-- Work instructions --
Exactly reproduce the line that contains "Where can the man" and all lines after it in the entries below, through the very last line.

Records from a collection
________________

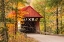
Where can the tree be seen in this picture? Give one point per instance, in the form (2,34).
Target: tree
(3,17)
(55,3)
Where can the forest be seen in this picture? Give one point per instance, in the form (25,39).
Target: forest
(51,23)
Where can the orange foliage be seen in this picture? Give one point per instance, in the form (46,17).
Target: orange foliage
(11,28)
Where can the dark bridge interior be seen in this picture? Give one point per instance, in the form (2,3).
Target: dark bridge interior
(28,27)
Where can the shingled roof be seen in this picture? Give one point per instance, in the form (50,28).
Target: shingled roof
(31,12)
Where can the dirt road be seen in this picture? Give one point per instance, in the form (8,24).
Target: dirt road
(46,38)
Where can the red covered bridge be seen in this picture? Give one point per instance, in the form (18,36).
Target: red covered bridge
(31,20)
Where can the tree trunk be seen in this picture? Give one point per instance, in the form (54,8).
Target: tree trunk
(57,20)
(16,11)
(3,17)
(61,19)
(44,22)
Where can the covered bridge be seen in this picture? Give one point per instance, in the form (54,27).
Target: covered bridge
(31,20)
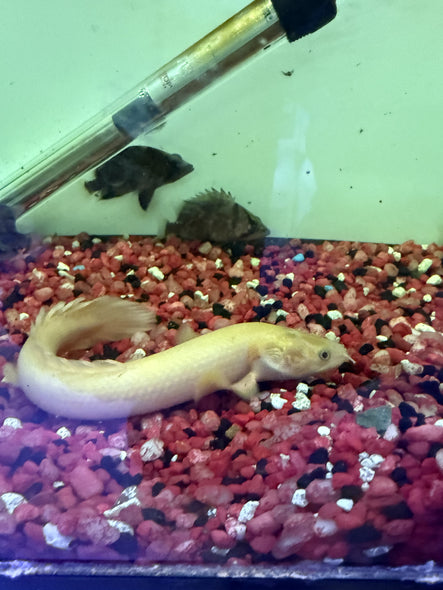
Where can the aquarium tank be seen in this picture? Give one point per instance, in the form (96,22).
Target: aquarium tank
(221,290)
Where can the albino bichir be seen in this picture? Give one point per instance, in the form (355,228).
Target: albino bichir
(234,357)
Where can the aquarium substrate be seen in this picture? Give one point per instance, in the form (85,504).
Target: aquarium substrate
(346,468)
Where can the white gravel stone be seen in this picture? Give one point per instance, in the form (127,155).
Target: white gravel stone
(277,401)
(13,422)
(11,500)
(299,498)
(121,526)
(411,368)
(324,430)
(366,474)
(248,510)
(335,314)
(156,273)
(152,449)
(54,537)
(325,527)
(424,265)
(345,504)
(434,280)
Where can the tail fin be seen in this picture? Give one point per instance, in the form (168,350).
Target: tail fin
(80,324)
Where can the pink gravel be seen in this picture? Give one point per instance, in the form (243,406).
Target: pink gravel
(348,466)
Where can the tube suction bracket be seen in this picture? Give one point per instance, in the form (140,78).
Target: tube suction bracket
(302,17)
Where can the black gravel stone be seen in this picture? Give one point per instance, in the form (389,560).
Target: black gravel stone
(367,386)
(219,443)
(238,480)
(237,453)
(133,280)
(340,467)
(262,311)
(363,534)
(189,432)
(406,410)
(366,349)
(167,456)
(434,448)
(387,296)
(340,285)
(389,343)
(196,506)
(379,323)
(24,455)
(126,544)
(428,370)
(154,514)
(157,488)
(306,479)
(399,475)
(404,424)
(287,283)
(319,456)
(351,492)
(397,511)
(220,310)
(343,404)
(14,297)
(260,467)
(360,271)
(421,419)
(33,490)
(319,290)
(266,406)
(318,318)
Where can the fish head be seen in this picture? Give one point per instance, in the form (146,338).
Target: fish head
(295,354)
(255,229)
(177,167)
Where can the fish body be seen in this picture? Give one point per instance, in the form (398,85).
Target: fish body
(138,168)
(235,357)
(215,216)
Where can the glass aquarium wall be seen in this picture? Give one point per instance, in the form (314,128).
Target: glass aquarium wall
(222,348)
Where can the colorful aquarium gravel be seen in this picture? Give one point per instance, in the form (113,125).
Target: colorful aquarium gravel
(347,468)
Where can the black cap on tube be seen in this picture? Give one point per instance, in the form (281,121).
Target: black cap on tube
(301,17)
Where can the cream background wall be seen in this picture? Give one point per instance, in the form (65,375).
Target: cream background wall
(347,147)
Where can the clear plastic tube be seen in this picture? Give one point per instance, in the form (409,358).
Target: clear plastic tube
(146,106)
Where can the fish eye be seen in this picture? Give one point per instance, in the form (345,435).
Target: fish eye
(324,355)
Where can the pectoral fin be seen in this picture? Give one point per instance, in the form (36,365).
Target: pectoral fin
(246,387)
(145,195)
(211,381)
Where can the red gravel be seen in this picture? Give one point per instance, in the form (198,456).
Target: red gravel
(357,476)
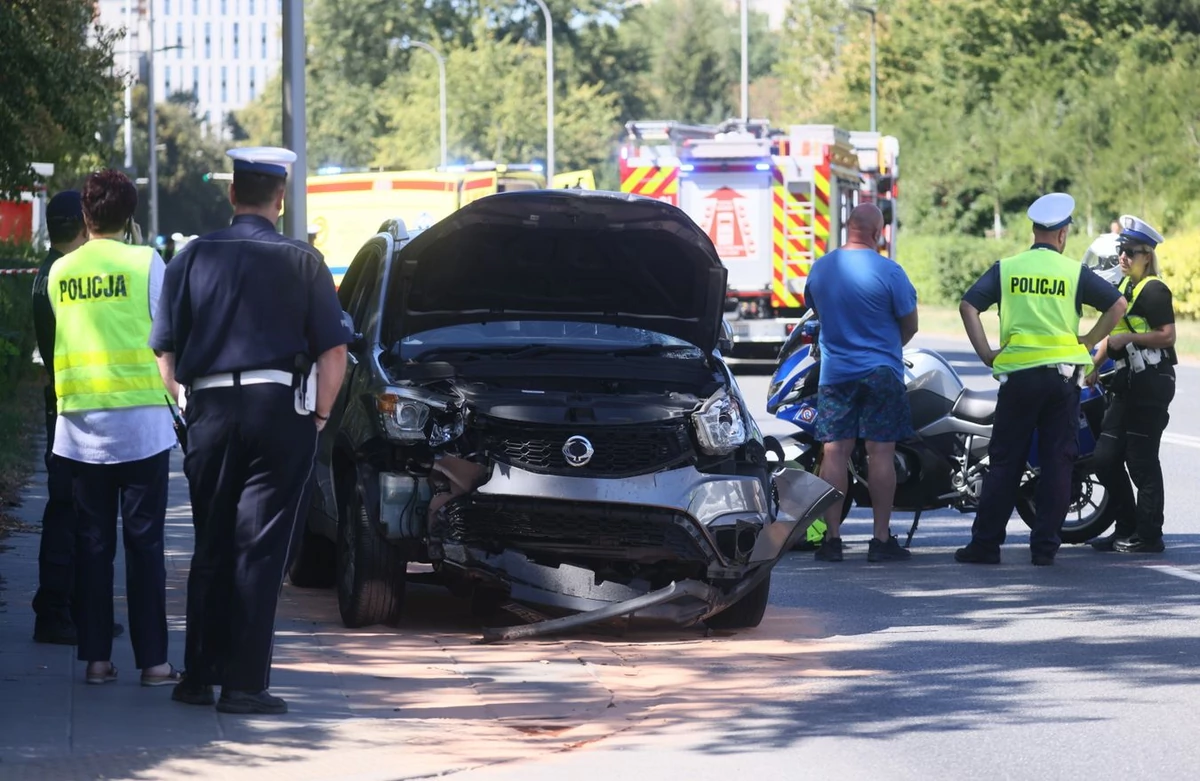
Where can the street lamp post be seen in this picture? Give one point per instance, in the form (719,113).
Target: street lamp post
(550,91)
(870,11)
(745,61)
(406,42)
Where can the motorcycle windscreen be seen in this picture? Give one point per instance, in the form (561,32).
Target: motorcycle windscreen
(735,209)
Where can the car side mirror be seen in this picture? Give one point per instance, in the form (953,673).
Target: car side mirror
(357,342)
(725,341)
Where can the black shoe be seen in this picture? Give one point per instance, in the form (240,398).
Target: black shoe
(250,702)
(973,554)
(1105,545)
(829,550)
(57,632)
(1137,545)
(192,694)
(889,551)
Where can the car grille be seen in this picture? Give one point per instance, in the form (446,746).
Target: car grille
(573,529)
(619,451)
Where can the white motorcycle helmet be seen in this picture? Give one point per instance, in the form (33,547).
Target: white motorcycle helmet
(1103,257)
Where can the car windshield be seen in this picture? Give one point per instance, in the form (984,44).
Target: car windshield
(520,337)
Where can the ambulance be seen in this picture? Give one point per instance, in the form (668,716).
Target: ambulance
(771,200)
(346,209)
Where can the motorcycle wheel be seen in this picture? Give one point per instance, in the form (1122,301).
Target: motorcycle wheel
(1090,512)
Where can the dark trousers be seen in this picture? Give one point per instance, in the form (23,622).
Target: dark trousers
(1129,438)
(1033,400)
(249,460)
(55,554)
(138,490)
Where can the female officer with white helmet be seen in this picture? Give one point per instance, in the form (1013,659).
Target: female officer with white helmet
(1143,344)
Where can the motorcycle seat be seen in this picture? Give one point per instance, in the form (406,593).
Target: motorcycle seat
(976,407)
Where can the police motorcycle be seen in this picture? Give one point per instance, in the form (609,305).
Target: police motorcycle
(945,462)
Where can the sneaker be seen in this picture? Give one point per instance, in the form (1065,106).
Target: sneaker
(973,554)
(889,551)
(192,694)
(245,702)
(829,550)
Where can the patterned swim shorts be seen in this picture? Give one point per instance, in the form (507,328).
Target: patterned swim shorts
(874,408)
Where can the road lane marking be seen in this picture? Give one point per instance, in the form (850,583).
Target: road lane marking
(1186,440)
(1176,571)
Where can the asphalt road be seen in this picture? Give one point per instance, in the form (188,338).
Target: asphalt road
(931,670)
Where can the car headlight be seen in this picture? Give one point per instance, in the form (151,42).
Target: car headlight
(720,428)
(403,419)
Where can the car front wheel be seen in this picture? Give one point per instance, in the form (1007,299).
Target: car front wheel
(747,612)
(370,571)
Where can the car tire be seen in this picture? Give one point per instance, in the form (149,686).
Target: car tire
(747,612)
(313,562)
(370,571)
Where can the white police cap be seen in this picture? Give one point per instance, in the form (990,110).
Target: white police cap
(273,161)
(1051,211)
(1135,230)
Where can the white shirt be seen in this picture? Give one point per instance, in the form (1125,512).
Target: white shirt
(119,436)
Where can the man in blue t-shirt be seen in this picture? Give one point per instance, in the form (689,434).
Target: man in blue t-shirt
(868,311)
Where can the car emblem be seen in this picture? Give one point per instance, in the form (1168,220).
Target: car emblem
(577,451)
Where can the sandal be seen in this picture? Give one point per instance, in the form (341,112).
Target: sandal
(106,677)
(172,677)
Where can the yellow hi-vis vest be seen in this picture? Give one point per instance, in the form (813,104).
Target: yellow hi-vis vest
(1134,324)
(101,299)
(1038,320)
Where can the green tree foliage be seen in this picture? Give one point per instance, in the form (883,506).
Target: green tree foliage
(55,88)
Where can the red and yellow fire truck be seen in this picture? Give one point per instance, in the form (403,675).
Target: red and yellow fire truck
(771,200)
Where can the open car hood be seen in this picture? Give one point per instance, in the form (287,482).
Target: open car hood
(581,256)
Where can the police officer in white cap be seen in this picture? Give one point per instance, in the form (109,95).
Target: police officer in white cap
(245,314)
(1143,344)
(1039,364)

________________

-- The output --
Where can the man in blue t-shirt be seen in this picture? Give one point per instance, in the form (689,434).
Target: man in blue t-shirt
(868,311)
Where can the car emblem be seen in this picture? Give one point per instance, in the form (1168,220).
Target: car emblem
(577,451)
Where can the sandal be seen in this picture? Give one point per instance, in the form (341,112).
Target: sandal
(106,677)
(172,677)
Where can the yellow hi-vis vest be seen in this picture? Give one point per instance, in the form (813,104).
Target: yellow hi-vis vest
(1134,324)
(101,299)
(1038,320)
Where can the green tree foliage be seen in this picture? Give one point per instance, in the form (883,506).
Target: green tree foliage
(55,88)
Where can the red and yellow fire truck be seen in this picture? Give one point per instance, in the form (403,675).
Target: red and yellow fire truck
(771,200)
Where can the open car hood be seen in this picture? Give one point per instance, in the form (287,482).
Target: open car hood
(581,256)
Where can the police officer in white cap be seen in this picture? Give one point per instance, in the form (109,95).
Target: police officer in white cap
(245,314)
(1143,344)
(1039,364)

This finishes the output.